(WHAT THE EXERCISE ASKS): When you restate the entries that follow, keep every word exactly and drop the pictures.

======== DATA EXCERPTS ========

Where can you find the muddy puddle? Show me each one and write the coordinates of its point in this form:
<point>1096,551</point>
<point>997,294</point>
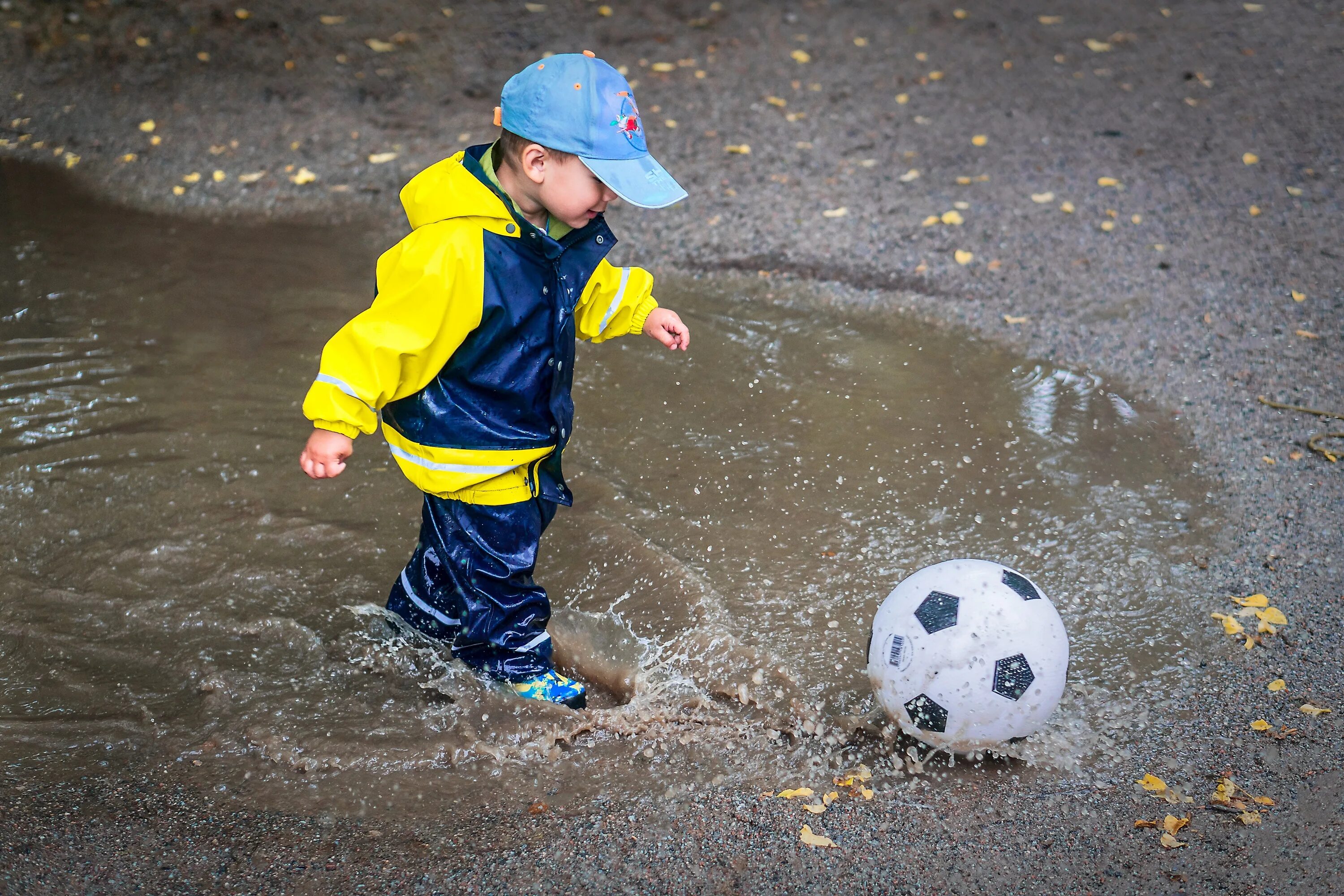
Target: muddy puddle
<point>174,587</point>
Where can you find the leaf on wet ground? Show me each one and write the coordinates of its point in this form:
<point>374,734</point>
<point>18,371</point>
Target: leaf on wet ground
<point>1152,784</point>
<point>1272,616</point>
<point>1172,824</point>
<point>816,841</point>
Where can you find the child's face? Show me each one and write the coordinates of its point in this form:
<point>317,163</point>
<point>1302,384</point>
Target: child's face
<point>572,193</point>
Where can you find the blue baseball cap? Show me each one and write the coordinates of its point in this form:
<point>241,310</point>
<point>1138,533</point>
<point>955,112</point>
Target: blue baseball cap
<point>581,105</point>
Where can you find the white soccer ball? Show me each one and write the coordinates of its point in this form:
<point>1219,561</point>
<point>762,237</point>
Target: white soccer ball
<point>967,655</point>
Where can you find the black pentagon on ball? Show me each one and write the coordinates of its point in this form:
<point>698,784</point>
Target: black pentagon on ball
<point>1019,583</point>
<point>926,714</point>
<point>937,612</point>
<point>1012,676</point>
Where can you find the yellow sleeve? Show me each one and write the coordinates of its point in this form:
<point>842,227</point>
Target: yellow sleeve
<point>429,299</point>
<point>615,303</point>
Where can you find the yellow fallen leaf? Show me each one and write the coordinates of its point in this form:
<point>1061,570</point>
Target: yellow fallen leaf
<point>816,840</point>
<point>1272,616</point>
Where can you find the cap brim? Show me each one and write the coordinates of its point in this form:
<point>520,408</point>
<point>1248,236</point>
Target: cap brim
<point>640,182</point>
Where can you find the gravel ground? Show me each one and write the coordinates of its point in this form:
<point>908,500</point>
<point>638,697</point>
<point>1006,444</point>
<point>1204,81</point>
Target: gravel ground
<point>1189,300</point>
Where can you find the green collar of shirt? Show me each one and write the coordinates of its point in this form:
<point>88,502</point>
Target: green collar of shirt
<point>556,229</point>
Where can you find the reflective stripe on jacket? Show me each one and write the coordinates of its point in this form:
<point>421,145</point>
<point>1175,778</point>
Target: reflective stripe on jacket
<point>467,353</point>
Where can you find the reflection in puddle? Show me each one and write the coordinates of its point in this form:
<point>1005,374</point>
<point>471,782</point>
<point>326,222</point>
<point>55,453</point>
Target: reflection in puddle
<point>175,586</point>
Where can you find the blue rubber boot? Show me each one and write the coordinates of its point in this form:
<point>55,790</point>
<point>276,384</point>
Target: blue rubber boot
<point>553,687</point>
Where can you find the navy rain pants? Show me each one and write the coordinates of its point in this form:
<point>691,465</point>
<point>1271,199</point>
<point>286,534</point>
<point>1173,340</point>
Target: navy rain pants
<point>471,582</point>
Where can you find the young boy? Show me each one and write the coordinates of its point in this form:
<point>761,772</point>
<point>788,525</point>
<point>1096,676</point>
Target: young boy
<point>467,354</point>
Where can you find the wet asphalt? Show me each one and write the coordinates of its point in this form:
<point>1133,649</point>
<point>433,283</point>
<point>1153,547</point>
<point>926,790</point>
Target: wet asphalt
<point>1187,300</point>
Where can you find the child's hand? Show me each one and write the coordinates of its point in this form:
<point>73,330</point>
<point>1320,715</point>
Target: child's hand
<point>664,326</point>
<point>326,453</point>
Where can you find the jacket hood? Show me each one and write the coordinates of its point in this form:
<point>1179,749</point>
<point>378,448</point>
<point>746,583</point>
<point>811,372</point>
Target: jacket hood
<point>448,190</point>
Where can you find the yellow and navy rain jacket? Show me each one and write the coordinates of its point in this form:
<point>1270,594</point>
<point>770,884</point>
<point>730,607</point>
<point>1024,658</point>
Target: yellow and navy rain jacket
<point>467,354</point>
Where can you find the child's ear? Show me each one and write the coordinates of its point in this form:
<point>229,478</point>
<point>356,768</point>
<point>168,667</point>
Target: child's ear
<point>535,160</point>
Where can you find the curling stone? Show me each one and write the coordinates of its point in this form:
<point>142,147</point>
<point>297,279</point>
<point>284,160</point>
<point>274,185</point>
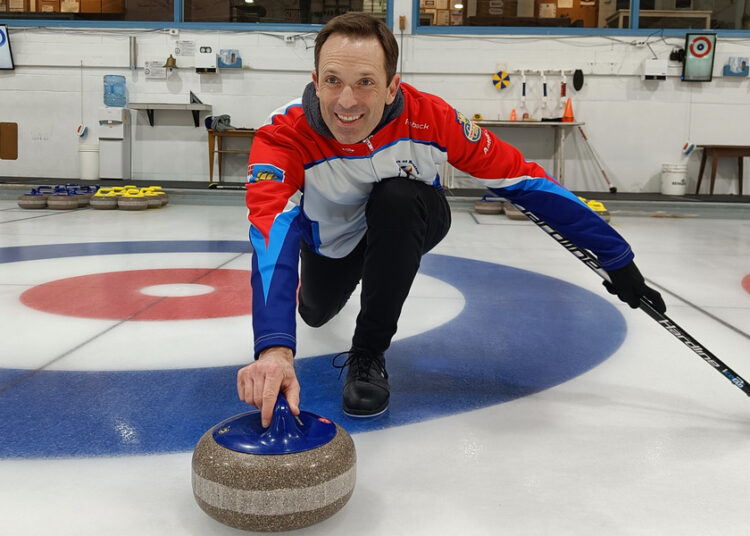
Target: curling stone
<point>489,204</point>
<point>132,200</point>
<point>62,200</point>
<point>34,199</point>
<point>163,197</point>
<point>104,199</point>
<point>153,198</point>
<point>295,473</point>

========

(TASK ANSWER):
Where can you find the muddy puddle? Show me each one and write the coordinates of its point in this form:
<point>1096,551</point>
<point>997,294</point>
Target: muddy puddle
<point>174,587</point>
Where can you find the leaf on wet ground? Show me each one and write the coordinates of its point in this form:
<point>374,734</point>
<point>18,371</point>
Target: leaf on wet ground
<point>1152,784</point>
<point>1272,616</point>
<point>1172,824</point>
<point>816,841</point>
Where can you find the child's face? Show me each one and write the coordinates of its point in this form:
<point>317,163</point>
<point>1302,384</point>
Target: child's face
<point>572,193</point>
Where can you find the blue baseball cap? Show me each one and write the coordinates of its point in this form:
<point>241,310</point>
<point>1138,533</point>
<point>955,112</point>
Target: blue baseball cap
<point>581,105</point>
Where can you find the white soccer ball? Show me each one and write the coordinates of its point in this form:
<point>1219,561</point>
<point>762,237</point>
Target: white soccer ball
<point>967,655</point>
Where can you find the black pentagon on ball? Show me each one and write the coordinates of its point in this form:
<point>698,784</point>
Target: black pentagon on ball
<point>1019,583</point>
<point>926,714</point>
<point>937,612</point>
<point>1012,676</point>
Where can you find the yellow sleeve? Show me each one and write the coordinates of its point in this form:
<point>842,227</point>
Target: yellow sleeve
<point>429,299</point>
<point>615,303</point>
Where can you find the yellow fallen leaf? Show me each one and write the coordinates of its point in this form:
<point>1061,570</point>
Target: yellow fallen leaf
<point>816,840</point>
<point>1272,616</point>
Where can you find the cap brim? Show me each one and write the coordinates of its point in this form:
<point>520,408</point>
<point>1248,236</point>
Target: cap brim
<point>640,182</point>
Where can you find the gravel ground? Show me each one and write the coordinates of its point in this form:
<point>908,500</point>
<point>638,697</point>
<point>1006,444</point>
<point>1204,81</point>
Target: gravel ground
<point>1189,300</point>
Where can you find the green collar of shirt? Show me each one and write the coordinates of its point in this form:
<point>88,502</point>
Target: green collar of shirt
<point>556,229</point>
Where can you find the reflective stripe on jacket? Show me each one and write the coordinates of its point in this form:
<point>421,145</point>
<point>1175,778</point>
Target: reflective stripe on jacket
<point>467,353</point>
Where can you find the reflection in puddle? Show me each one and write the coordinates of its point in this form:
<point>1005,374</point>
<point>471,782</point>
<point>326,222</point>
<point>55,453</point>
Target: reflection in puddle
<point>175,586</point>
Where can you find the blue rubber boot? Show me each one and write the coordinates of its point in this form:
<point>55,790</point>
<point>276,384</point>
Target: blue rubber boot
<point>553,687</point>
Where can you find the navy rain pants? Show me each one and write the coordinates of its point in this form:
<point>691,465</point>
<point>1271,199</point>
<point>286,534</point>
<point>1173,340</point>
Target: navy rain pants
<point>471,582</point>
Where can you find the young boy? Show me each one and write the coordinates of its point in this form:
<point>761,772</point>
<point>788,525</point>
<point>1096,676</point>
Target: young boy
<point>467,354</point>
Where can you find the wet asphalt? Show me each one and write the coordinates of its point in this form:
<point>1133,649</point>
<point>433,283</point>
<point>1153,547</point>
<point>926,790</point>
Target: wet asphalt
<point>1187,300</point>
Where can you find the child's hand? Show me each one and write the coordinates of its point in this form:
<point>73,330</point>
<point>1320,715</point>
Target: child's hand
<point>664,326</point>
<point>326,453</point>
Where can you find the jacket hood? Show me each one and write the coordinates of its point in this form:
<point>1179,749</point>
<point>378,448</point>
<point>746,583</point>
<point>811,372</point>
Target: jacket hood
<point>448,190</point>
Where can you find the yellow and navy rain jacket? Show me each one and write the coordinates of its point in this form:
<point>1270,594</point>
<point>770,884</point>
<point>730,607</point>
<point>1024,658</point>
Target: yellow and navy rain jacket
<point>467,354</point>
Where can you find the child's ear? Show me each one and write the coordinates of its point in this form:
<point>229,478</point>
<point>356,768</point>
<point>168,667</point>
Target: child's ear
<point>535,160</point>
Where can you find the curling stone? Show me each one and write the coordinates of its point in this form:
<point>142,147</point>
<point>297,279</point>
<point>284,160</point>
<point>274,185</point>
Target: curling stone
<point>489,204</point>
<point>132,200</point>
<point>62,200</point>
<point>34,199</point>
<point>163,197</point>
<point>104,199</point>
<point>153,198</point>
<point>295,473</point>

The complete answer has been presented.